§ WHAT NEEDS TO BE DONE
Every line of the following records that includes "clicks" should be copied.
====== INPUT RECORDS
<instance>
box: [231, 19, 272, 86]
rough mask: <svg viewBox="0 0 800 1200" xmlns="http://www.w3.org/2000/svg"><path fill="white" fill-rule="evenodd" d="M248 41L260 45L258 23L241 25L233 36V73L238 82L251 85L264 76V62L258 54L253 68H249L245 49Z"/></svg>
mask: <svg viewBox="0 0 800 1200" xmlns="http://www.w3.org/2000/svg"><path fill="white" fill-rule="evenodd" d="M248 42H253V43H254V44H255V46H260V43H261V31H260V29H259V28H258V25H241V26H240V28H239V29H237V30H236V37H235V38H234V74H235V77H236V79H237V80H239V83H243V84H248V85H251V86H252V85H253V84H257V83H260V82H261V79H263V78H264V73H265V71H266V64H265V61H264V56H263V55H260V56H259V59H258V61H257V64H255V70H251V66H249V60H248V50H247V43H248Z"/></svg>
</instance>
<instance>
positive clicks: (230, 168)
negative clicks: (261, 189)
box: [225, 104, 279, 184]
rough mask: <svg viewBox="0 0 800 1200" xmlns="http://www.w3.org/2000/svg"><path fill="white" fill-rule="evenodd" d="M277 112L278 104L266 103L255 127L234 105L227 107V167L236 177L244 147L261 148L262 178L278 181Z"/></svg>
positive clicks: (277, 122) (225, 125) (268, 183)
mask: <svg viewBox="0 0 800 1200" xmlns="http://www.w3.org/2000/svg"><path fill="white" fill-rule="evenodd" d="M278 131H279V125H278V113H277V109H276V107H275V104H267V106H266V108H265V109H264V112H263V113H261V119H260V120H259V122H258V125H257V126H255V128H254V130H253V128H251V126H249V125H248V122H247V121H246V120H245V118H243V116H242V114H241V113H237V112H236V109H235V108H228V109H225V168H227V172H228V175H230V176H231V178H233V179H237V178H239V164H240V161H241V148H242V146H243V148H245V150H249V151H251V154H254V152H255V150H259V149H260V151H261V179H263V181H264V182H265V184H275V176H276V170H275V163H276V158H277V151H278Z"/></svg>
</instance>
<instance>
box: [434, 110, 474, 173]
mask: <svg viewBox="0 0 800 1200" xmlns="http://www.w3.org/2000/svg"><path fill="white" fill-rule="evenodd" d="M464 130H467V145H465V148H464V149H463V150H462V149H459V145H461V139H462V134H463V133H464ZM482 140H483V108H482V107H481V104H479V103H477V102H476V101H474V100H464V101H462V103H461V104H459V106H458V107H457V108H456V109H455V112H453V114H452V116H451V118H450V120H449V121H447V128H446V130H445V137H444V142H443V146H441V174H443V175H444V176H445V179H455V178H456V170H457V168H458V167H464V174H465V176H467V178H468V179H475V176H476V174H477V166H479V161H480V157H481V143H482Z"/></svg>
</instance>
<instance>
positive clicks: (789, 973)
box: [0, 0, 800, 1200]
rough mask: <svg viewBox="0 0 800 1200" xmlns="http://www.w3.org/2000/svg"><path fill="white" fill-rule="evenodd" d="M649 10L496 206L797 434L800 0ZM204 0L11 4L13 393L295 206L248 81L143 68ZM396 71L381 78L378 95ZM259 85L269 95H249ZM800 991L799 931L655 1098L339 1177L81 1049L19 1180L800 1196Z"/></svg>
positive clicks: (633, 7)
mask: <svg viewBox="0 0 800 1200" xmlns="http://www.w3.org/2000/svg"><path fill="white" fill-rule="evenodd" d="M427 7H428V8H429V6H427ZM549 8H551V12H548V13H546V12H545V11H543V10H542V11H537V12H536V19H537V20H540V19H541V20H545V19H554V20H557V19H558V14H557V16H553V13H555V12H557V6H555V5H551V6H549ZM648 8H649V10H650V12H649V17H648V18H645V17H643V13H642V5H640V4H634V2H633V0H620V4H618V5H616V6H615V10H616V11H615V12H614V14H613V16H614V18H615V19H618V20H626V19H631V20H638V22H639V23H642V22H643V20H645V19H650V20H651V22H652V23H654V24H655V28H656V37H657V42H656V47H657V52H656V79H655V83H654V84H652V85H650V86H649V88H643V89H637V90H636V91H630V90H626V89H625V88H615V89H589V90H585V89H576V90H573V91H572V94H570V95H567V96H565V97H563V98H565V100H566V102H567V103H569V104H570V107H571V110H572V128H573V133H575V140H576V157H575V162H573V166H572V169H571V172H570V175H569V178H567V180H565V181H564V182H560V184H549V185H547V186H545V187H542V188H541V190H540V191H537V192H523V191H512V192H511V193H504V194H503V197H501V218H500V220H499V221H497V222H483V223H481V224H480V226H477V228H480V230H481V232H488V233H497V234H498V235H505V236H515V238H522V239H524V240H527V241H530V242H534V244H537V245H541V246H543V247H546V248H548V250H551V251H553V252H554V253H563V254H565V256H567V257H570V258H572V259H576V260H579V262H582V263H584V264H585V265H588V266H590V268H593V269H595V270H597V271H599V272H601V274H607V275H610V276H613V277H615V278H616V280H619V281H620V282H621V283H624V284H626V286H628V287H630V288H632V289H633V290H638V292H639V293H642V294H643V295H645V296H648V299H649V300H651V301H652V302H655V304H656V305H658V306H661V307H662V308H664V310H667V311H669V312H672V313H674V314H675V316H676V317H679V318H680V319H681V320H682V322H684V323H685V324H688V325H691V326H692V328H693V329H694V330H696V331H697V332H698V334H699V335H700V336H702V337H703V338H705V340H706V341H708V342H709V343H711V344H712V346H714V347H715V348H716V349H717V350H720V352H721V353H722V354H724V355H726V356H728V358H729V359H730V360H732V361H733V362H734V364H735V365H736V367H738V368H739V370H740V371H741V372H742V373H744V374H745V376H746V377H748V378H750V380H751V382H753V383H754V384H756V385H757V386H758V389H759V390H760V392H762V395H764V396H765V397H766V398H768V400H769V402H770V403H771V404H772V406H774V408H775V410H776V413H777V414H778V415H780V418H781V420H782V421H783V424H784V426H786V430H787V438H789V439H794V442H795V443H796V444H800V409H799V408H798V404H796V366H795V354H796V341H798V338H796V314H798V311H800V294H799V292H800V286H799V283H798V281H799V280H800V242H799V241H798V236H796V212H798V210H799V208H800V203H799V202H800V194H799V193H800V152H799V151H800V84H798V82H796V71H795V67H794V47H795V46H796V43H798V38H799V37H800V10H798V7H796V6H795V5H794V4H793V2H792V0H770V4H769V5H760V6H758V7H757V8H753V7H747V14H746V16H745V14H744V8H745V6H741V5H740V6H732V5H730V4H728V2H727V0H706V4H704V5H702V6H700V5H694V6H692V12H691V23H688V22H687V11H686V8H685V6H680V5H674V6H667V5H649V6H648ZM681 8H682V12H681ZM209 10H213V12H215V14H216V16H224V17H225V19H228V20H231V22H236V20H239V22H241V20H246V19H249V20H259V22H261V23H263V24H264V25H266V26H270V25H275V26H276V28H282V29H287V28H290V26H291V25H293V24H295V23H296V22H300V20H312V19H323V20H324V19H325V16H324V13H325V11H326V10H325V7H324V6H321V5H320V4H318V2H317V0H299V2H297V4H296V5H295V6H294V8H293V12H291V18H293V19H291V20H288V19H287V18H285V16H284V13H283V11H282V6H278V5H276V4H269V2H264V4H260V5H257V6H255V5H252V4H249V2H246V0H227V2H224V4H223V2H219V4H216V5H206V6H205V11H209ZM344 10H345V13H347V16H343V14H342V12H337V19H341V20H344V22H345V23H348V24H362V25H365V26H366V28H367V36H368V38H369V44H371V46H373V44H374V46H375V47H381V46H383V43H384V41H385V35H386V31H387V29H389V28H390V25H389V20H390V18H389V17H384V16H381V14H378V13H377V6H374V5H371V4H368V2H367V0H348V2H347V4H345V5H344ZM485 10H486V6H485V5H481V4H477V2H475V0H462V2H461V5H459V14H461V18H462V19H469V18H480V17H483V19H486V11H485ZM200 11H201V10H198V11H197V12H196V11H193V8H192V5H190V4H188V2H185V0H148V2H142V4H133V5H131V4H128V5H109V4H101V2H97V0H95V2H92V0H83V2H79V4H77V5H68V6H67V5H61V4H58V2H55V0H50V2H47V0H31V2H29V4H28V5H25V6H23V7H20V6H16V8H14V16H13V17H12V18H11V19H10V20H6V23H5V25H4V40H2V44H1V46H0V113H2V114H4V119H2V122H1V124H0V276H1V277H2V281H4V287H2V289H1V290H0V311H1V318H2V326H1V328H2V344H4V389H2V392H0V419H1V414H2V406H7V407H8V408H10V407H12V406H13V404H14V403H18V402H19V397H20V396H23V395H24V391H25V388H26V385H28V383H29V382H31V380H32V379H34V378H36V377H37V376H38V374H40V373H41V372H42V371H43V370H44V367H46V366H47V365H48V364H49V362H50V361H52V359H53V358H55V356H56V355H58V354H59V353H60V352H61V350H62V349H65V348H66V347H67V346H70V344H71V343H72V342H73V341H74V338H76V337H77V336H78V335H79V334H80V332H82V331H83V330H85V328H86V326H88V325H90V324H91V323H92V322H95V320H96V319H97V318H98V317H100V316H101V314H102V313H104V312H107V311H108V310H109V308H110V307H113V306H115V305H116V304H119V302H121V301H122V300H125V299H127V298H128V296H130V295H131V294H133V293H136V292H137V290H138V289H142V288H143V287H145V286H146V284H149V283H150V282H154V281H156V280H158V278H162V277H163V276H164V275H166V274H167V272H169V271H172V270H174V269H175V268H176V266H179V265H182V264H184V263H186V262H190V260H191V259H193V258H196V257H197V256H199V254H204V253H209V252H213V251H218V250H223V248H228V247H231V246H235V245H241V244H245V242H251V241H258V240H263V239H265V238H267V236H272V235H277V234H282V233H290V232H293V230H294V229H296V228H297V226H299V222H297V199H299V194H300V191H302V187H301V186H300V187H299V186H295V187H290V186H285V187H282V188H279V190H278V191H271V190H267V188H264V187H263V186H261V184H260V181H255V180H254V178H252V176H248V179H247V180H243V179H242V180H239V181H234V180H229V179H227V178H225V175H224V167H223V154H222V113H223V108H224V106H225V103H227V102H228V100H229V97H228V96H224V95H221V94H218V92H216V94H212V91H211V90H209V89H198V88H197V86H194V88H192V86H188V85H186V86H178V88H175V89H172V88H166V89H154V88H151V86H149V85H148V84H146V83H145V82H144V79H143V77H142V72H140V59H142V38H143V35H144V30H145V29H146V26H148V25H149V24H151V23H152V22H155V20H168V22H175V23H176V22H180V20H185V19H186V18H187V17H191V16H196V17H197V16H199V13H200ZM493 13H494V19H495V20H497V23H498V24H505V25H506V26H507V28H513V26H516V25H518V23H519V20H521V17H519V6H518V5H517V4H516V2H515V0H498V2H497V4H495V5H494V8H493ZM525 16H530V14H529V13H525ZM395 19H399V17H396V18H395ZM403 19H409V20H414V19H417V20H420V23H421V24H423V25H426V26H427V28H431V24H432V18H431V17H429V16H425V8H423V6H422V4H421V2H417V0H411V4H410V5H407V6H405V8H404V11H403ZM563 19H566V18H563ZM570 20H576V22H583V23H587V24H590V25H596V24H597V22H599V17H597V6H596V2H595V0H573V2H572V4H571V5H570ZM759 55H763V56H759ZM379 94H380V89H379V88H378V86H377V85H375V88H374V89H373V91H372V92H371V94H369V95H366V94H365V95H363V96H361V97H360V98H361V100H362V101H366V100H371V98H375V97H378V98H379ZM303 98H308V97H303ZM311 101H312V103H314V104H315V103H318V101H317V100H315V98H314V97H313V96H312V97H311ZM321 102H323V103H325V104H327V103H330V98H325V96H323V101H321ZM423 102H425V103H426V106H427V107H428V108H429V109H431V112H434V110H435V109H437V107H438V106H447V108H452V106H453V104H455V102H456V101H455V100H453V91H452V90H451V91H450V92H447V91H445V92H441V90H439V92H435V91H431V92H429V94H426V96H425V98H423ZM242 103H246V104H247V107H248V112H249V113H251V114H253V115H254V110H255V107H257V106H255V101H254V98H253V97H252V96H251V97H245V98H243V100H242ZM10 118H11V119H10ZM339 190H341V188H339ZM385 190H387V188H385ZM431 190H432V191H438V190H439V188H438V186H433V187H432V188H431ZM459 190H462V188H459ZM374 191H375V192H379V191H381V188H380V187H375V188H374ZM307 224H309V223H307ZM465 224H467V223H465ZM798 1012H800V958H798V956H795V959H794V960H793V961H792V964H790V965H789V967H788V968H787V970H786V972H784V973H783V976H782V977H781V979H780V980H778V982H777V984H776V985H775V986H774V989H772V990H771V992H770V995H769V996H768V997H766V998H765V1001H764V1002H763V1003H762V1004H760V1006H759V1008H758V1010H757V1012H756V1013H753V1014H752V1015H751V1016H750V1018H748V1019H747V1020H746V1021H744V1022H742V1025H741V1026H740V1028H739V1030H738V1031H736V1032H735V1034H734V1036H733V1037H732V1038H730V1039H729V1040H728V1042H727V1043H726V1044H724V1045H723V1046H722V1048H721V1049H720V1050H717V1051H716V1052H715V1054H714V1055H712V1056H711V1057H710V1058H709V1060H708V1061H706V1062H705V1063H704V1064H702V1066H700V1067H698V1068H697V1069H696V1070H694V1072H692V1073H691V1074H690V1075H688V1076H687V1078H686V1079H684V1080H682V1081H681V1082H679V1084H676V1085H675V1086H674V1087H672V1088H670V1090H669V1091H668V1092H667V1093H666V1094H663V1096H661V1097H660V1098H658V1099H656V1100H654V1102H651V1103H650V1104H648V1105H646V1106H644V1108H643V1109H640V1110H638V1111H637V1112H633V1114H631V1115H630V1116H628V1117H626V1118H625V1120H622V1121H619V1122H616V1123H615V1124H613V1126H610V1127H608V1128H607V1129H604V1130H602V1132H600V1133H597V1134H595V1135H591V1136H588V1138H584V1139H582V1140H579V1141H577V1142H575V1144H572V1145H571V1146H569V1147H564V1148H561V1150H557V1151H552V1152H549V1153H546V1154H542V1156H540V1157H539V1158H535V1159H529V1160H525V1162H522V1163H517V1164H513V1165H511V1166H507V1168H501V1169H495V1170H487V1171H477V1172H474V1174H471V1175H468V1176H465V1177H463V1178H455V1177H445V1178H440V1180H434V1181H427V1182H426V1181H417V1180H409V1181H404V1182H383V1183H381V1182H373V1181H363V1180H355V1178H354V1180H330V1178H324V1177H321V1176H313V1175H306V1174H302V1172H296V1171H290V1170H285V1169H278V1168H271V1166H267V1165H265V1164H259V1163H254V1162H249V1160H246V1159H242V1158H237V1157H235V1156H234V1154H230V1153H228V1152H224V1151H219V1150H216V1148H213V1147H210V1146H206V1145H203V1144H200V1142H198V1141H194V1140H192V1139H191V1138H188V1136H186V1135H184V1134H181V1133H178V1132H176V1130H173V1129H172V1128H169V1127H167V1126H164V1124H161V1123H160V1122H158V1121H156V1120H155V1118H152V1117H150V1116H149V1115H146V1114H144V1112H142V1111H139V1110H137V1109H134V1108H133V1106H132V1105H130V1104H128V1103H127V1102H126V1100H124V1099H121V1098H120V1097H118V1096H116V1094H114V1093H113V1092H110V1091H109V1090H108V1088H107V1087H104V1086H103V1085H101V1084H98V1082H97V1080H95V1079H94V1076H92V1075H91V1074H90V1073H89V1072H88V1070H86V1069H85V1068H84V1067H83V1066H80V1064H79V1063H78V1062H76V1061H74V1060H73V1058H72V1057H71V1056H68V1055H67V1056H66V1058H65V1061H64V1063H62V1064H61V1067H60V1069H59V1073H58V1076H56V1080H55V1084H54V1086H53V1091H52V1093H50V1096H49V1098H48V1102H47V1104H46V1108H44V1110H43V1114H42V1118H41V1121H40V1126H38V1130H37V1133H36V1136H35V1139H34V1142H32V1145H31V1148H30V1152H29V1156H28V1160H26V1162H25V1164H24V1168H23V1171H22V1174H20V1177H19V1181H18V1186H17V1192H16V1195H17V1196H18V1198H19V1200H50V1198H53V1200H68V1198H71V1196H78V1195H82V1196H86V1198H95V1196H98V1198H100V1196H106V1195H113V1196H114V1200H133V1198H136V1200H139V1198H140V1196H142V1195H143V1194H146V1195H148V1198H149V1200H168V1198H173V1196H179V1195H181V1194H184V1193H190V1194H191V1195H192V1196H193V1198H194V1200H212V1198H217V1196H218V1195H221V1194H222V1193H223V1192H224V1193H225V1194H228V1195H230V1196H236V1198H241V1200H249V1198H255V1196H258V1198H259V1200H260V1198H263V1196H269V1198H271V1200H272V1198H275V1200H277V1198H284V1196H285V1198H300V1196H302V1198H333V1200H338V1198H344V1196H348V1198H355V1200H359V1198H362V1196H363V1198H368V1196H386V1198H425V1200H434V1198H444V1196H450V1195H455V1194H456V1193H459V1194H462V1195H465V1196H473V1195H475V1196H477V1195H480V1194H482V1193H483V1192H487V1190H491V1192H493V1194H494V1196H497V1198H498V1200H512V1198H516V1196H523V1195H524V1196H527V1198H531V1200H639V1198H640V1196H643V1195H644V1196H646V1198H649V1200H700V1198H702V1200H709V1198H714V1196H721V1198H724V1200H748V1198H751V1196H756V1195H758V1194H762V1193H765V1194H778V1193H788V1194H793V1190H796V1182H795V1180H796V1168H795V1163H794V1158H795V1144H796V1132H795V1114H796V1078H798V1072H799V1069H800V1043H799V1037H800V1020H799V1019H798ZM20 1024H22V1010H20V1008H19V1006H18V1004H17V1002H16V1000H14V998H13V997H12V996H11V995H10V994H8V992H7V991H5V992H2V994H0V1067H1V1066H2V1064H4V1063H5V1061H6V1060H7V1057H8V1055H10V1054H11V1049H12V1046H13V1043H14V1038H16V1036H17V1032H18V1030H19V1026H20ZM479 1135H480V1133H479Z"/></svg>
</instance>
============
§ RESPONSE
positive clicks: (230, 168)
negative clicks: (261, 189)
positive clicks: (277, 122) (225, 125) (268, 183)
positive clicks: (789, 973)
positive clicks: (633, 7)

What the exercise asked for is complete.